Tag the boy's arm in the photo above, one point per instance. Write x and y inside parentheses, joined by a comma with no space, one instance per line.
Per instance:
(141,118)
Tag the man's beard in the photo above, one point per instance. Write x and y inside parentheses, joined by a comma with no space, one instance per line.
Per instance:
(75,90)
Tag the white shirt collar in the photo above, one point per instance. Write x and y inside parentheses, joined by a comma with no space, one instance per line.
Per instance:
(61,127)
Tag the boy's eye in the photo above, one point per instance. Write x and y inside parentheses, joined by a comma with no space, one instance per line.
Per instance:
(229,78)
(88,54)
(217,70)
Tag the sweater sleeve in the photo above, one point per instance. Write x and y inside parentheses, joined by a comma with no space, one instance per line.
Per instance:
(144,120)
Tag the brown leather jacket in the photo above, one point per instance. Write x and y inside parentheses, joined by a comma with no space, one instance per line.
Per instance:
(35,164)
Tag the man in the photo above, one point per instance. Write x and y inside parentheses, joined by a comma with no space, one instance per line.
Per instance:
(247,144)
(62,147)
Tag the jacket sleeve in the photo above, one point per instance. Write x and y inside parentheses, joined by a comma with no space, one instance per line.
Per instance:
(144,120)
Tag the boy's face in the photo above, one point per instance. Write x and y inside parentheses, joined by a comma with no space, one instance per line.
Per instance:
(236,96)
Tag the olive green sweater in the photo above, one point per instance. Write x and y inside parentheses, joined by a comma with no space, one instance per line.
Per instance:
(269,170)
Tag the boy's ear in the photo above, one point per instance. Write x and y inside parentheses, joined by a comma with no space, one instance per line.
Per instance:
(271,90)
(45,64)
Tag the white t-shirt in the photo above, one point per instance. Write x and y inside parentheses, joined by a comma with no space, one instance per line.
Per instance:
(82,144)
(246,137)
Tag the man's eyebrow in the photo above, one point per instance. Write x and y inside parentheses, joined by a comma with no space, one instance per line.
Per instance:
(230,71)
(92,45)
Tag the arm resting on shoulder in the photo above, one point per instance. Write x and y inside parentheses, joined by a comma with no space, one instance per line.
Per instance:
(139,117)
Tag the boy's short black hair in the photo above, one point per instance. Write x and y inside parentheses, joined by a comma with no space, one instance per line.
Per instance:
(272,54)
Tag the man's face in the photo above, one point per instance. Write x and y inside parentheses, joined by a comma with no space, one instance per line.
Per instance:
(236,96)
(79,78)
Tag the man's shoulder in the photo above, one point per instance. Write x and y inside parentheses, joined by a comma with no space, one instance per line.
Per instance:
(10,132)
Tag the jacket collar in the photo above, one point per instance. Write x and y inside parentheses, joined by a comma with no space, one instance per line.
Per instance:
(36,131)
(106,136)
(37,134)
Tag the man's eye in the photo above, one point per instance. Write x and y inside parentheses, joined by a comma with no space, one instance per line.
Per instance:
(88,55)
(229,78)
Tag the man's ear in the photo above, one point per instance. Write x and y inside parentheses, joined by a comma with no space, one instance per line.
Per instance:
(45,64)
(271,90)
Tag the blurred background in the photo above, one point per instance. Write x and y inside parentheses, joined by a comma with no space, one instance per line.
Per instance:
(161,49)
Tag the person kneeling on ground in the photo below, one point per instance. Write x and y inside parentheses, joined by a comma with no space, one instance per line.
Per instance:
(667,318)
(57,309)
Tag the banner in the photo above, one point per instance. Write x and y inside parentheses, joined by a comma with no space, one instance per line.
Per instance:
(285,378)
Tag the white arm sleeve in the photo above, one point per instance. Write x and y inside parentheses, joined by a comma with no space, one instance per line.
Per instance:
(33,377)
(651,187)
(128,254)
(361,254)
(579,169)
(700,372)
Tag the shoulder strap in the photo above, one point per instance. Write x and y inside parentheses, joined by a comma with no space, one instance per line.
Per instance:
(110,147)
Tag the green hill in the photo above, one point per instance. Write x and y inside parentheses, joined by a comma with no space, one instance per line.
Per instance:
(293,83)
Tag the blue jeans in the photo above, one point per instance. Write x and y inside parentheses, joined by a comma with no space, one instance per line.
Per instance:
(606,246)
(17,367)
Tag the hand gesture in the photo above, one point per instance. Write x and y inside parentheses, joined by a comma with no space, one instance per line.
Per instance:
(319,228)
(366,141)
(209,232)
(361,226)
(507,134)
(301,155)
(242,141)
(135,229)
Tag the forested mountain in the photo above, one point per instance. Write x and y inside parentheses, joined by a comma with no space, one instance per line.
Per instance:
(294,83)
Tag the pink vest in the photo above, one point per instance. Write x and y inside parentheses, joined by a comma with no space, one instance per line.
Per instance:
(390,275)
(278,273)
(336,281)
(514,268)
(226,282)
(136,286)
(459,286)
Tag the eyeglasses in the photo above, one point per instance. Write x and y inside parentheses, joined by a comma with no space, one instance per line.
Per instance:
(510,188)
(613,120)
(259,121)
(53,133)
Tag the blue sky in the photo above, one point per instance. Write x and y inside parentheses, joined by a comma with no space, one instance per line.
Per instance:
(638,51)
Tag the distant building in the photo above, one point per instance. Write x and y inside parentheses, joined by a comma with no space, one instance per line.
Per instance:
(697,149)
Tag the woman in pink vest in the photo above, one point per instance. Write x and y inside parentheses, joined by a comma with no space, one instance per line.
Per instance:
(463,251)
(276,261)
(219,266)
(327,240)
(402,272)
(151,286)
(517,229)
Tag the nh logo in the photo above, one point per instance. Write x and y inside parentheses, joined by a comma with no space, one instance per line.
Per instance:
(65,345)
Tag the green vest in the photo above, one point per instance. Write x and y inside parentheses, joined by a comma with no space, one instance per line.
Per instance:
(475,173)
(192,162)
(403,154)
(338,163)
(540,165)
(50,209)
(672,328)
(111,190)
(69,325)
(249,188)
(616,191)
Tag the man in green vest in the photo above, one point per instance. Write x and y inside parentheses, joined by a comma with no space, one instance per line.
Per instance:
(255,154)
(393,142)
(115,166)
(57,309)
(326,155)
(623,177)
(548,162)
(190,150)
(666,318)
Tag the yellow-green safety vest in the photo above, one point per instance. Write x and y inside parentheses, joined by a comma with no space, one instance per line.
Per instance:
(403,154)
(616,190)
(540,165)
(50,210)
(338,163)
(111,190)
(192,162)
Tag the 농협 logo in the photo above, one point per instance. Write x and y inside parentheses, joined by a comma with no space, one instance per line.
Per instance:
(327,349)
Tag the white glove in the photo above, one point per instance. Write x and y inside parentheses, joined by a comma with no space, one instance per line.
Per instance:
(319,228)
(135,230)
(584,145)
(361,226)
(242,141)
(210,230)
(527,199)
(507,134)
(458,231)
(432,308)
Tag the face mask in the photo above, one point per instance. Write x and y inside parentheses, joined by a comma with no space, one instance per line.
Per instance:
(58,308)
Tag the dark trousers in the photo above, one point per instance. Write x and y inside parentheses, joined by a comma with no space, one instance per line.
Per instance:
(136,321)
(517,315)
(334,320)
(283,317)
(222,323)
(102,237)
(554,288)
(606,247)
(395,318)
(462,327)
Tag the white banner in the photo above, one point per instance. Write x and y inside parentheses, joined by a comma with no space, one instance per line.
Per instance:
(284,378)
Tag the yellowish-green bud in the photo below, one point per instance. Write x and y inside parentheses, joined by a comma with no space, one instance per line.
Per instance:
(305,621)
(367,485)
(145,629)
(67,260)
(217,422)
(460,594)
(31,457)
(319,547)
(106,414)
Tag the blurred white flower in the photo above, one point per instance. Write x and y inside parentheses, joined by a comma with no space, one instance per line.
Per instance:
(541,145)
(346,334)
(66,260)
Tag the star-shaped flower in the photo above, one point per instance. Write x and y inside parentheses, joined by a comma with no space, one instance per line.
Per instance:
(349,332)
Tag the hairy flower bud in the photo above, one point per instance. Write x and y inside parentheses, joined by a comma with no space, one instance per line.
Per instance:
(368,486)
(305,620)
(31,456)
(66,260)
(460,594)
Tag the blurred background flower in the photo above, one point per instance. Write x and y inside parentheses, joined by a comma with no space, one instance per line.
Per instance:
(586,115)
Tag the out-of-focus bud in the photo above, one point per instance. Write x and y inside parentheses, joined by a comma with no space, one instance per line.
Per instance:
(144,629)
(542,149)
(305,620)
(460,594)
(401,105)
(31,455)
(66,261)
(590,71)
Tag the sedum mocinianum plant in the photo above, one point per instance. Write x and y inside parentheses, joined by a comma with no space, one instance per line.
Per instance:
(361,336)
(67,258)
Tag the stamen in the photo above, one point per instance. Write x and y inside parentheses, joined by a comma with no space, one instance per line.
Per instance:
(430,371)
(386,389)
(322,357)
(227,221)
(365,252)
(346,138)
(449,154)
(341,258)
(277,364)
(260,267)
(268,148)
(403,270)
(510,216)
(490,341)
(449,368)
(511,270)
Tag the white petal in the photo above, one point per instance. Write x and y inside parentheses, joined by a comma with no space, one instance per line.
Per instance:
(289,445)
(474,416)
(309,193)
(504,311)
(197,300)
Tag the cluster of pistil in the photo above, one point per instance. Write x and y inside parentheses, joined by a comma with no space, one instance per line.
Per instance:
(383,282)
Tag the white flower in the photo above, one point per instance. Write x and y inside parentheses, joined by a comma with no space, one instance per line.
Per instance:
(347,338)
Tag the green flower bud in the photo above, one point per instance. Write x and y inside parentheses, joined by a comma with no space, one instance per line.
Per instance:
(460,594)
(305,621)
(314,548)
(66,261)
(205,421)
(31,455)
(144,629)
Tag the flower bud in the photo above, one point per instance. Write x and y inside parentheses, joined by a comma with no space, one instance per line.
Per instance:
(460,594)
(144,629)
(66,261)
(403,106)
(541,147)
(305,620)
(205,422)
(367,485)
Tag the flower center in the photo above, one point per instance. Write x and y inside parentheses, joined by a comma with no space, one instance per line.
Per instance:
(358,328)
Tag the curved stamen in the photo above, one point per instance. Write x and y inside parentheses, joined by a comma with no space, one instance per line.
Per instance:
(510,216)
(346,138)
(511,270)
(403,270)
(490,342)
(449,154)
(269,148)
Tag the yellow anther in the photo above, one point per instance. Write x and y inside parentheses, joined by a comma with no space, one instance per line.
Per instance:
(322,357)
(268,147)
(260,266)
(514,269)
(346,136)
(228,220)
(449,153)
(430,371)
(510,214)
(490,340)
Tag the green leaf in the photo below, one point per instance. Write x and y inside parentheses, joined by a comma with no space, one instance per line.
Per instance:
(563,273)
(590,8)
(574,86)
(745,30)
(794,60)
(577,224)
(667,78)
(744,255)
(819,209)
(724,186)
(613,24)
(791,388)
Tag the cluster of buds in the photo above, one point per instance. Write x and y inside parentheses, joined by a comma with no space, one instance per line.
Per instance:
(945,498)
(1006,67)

(EXERCISE)
Start at the line that contains "Tag the cluster of buds" and stop at the end of the data. Rewrite those lines with "joined by a comma" swapped for "separated by a comma" and everything else unchanged.

(PROBLEM SOLUTION)
Tag the cluster of buds in the photo above, one point per instance. Write x and y inside parentheses, separated by a comma with no space, one instance per line.
Per instance:
(945,498)
(1006,67)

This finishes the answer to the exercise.